Dataset:
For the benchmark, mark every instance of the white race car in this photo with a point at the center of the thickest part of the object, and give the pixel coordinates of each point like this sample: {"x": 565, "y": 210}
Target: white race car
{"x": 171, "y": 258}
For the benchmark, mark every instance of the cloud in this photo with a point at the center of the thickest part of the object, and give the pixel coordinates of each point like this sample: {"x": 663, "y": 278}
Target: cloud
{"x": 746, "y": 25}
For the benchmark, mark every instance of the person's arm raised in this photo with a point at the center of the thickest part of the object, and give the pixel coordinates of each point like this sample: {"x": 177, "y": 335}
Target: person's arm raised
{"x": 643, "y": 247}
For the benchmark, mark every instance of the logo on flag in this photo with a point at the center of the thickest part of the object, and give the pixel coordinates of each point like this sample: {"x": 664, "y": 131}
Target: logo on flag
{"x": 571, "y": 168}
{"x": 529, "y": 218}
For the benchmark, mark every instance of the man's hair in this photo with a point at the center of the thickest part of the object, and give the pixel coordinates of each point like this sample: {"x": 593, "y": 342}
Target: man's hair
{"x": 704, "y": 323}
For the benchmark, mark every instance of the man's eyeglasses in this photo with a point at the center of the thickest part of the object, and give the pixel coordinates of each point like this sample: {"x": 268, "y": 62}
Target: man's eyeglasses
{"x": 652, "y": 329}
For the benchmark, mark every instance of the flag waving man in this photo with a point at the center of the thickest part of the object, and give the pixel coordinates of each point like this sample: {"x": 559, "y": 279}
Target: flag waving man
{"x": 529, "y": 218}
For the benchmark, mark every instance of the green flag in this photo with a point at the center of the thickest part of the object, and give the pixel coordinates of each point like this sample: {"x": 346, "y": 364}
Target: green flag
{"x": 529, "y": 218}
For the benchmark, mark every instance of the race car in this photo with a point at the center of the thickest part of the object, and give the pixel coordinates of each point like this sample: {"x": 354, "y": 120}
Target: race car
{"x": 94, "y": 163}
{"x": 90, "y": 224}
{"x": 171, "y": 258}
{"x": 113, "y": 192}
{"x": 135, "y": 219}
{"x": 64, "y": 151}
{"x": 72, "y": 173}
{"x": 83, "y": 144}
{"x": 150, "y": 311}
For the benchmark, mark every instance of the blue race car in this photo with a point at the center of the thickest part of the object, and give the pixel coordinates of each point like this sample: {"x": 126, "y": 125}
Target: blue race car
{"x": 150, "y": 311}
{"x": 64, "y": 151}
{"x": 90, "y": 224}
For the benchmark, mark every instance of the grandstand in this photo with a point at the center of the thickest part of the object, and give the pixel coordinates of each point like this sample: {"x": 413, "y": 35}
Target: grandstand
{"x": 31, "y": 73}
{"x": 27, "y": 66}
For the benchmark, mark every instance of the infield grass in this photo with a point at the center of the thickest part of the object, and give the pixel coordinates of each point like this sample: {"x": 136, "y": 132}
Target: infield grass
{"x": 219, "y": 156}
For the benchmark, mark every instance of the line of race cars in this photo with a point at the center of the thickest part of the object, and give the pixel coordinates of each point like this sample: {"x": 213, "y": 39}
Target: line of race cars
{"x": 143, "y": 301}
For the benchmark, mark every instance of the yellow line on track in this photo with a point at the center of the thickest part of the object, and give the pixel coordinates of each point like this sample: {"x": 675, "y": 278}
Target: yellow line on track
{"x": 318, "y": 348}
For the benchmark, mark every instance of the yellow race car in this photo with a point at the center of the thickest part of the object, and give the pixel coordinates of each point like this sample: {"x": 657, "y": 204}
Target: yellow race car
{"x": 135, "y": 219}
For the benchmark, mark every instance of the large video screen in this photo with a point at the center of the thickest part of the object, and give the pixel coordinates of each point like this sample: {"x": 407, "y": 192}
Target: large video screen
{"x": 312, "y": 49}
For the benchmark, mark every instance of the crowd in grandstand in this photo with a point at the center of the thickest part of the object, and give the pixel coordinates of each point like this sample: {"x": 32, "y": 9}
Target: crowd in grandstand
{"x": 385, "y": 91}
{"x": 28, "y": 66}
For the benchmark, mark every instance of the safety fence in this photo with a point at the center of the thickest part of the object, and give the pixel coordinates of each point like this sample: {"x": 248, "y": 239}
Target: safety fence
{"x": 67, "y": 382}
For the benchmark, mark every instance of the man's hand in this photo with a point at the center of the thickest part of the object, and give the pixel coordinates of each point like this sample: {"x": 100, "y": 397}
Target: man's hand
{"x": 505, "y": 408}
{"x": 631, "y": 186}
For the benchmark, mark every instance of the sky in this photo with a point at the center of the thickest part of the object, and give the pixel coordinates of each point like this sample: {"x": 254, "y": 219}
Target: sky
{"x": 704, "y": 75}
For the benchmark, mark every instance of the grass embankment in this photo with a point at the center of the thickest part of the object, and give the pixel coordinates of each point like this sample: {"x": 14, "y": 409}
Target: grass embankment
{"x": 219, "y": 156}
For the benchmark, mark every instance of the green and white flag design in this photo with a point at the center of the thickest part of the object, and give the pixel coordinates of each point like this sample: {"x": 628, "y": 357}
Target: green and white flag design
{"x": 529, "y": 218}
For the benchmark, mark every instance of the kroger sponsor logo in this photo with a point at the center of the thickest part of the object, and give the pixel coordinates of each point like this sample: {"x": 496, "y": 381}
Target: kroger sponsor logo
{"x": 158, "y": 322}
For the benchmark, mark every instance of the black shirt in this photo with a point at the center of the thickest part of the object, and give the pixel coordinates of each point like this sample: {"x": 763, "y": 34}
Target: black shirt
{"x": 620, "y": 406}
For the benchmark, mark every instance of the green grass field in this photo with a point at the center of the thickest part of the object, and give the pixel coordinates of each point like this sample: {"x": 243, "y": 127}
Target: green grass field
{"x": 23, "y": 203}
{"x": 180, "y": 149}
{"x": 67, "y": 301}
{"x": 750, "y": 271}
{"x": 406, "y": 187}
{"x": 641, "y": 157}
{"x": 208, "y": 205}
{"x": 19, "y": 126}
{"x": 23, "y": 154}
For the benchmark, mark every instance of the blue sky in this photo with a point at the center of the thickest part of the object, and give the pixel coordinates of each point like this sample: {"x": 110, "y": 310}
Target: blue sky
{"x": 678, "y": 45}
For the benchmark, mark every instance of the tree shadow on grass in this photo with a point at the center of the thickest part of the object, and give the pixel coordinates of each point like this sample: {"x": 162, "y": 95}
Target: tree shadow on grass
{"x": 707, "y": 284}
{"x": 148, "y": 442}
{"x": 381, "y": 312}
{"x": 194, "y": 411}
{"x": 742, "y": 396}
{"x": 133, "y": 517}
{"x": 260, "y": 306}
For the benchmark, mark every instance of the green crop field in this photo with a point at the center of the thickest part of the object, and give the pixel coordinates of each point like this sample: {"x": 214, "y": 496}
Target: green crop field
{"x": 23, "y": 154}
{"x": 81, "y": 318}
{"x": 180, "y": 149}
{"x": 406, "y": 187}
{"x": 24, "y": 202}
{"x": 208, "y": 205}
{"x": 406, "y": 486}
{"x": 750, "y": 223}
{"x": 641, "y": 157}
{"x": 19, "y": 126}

The exercise: Set down the entries verbatim, leaving none out.

Solution:
For the benchmark, mark every instance of the white race car in this photo with a point at the center of the thickest part of the object, and give the pixel coordinates of each point like this sample: {"x": 565, "y": 210}
Target: white race car
{"x": 171, "y": 258}
For the benchmark, mark every instance of the cloud in this photo with a point at the center of the thickest part of the object, and give the pixel coordinates of each point like this sample: {"x": 663, "y": 278}
Target: cloud
{"x": 746, "y": 25}
For the benchmark, mark every instance of the person's arm raised in this photo with a point at the center of the thickest part of the object, and give the pixel coordinates of each point like this sample: {"x": 177, "y": 335}
Target: person's arm raised
{"x": 643, "y": 247}
For the benchmark, mark every instance of the logo on flag in this photo with a point at the center of the thickest part of the object, and give the pixel coordinates of each point like this sample: {"x": 664, "y": 131}
Target: logo on flag
{"x": 571, "y": 168}
{"x": 529, "y": 218}
For the benchmark, mark every instance of the man's hair in this photo with a point at the center of the thickest part of the object, and give the pixel coordinates of each point like this sample: {"x": 593, "y": 342}
Target: man's hair
{"x": 704, "y": 323}
For the benchmark, mark every instance of the man's eyeglasses in this photo with a point at the center of the thickest part of the object, and give the pixel coordinates of each point like this sample: {"x": 268, "y": 62}
Target: man's eyeglasses
{"x": 652, "y": 329}
For the benchmark, mark every instance of the flag waving man in this photo with a point at the center of the thickest part of the object, and give the pixel coordinates of each point like this sample: {"x": 559, "y": 279}
Target: flag waving man
{"x": 529, "y": 218}
For the benchmark, mark every instance of the green flag in this photo with a point at the center of the thickest part of the object, and give the pixel coordinates of each point like this sample: {"x": 346, "y": 364}
Target: green flag
{"x": 529, "y": 218}
For the benchmark, mark every instance of the race car in this photo with a point at the center of the thickest part of the object, and give the pixel coordinates of each point like this sample: {"x": 354, "y": 120}
Target: race car
{"x": 94, "y": 163}
{"x": 90, "y": 224}
{"x": 171, "y": 258}
{"x": 113, "y": 192}
{"x": 135, "y": 219}
{"x": 64, "y": 151}
{"x": 72, "y": 173}
{"x": 83, "y": 144}
{"x": 150, "y": 311}
For the benchmark, mark every instance of the blue race car in this photo with a point at the center of the thickest part of the object, and give the pixel coordinates of each point like this sample: {"x": 126, "y": 125}
Target: blue race car
{"x": 150, "y": 311}
{"x": 64, "y": 151}
{"x": 90, "y": 224}
For the benchmark, mark every instance of the grandstand in this photo with a point at the center of the thickest part of the object, and give the pixel coordinates of each point like this sample: {"x": 413, "y": 35}
Target: grandstand
{"x": 31, "y": 73}
{"x": 27, "y": 66}
For the benchmark, mark every instance of the infield grass in this photo with a point at the center of the thickest part of the object, and give the pixel coordinates of each point like this sample: {"x": 136, "y": 132}
Target: infield grass
{"x": 219, "y": 156}
For the benchmark, mark every instance of the line of race cars in this photo with a point at the center of the thickest part of the object, and give the pixel coordinates of each point like this sample: {"x": 213, "y": 39}
Target: line of race cars
{"x": 143, "y": 301}
For the benchmark, mark every instance of the yellow line on track in this photo with a point at the center of the thickest part of the object, and give the pixel coordinates of each point like this sample: {"x": 675, "y": 278}
Target: yellow line on track
{"x": 318, "y": 348}
For the benchmark, mark every instance of the yellow race car in this photo with a point at the center of the thickest part of the object, and give the pixel coordinates of each point like this sample: {"x": 657, "y": 204}
Target: yellow race car
{"x": 135, "y": 219}
For the benchmark, mark every instance of the large video screen in this photo with a point at the center of the thickest part of the object, and give the pixel coordinates of each point like this sample: {"x": 407, "y": 192}
Target: large video screen
{"x": 312, "y": 49}
For the benchmark, mark every instance of the crowd in grandstand in this photo with a point at the center of the thickest part of the object, and give the pixel coordinates of each point like this sample: {"x": 32, "y": 9}
Target: crowd in grandstand
{"x": 385, "y": 91}
{"x": 28, "y": 66}
For the benchmark, mark every instance of the safety fence in this photo with a point at the center of the thickest part of the object, and give the pixel coordinates of each point like this sample: {"x": 248, "y": 239}
Target: safety fence
{"x": 67, "y": 382}
For the benchmark, mark every instance of the man's hand in this photo with a point at the center of the thickest part of the object, and give the pixel coordinates of each point like this sample: {"x": 100, "y": 397}
Target: man's hand
{"x": 505, "y": 408}
{"x": 631, "y": 186}
For the benchmark, mark every instance of the sky in this photo with a point at the center of the thickest part of the object, and give the pixel coordinates of each point like this sample: {"x": 254, "y": 219}
Target: sky
{"x": 704, "y": 75}
For the benchmark, mark every instance of the grass embankment in this photo with a point at the center of the thickest part of the object, and give the pixel coordinates of each point like this sample: {"x": 14, "y": 409}
Target: grass embankment
{"x": 219, "y": 156}
For the benchmark, mark every instance of the green and white flag design in this photo with a point at the center of the thickest part of the object, and give the pixel coordinates of each point like this sample: {"x": 628, "y": 357}
Target: green and white flag design
{"x": 529, "y": 218}
For the benchmark, mark every instance of the kroger sponsor logo in this photo with a point at the center of the thickest part of the object, and give the pixel coordinates of each point like this sample: {"x": 496, "y": 381}
Target: kroger sponsor logo
{"x": 158, "y": 322}
For the benchmark, mark every instance of the black shirt in this photo with a point at the center of the thickest part of the object, and give the pixel coordinates of each point like this sample: {"x": 763, "y": 34}
Target: black shirt
{"x": 620, "y": 406}
For the benchmark, mark every instance of the green grass field in this photo with a point at the center of the thickest part of the object, and give the pixel coordinates of each point like this sample: {"x": 243, "y": 127}
Target: green grass field
{"x": 23, "y": 203}
{"x": 180, "y": 149}
{"x": 67, "y": 301}
{"x": 750, "y": 271}
{"x": 406, "y": 187}
{"x": 641, "y": 157}
{"x": 208, "y": 205}
{"x": 19, "y": 126}
{"x": 23, "y": 154}
For the benchmark, mark every instance of the blue sky in this photo with a point at the center of the thickest part of the object, and give the pixel coordinates of each point like this sample: {"x": 110, "y": 310}
Target: blue sky
{"x": 678, "y": 45}
For the benchmark, mark every instance of the tree shadow on grass in this photo with a point at the center of the thickest part of the object, and give the pixel coordinates of each point like this sample: {"x": 162, "y": 95}
Target: tree shadow on grass
{"x": 707, "y": 284}
{"x": 148, "y": 442}
{"x": 381, "y": 312}
{"x": 194, "y": 411}
{"x": 742, "y": 396}
{"x": 133, "y": 517}
{"x": 260, "y": 306}
For the benchmark, mark every instance of the green crop field in this photo with a point at the center of the thickest part of the object, and give the pixel coordinates of each point like this sample: {"x": 214, "y": 496}
Target: green crop field
{"x": 23, "y": 154}
{"x": 81, "y": 318}
{"x": 180, "y": 149}
{"x": 406, "y": 187}
{"x": 24, "y": 202}
{"x": 208, "y": 205}
{"x": 406, "y": 486}
{"x": 750, "y": 223}
{"x": 641, "y": 157}
{"x": 19, "y": 126}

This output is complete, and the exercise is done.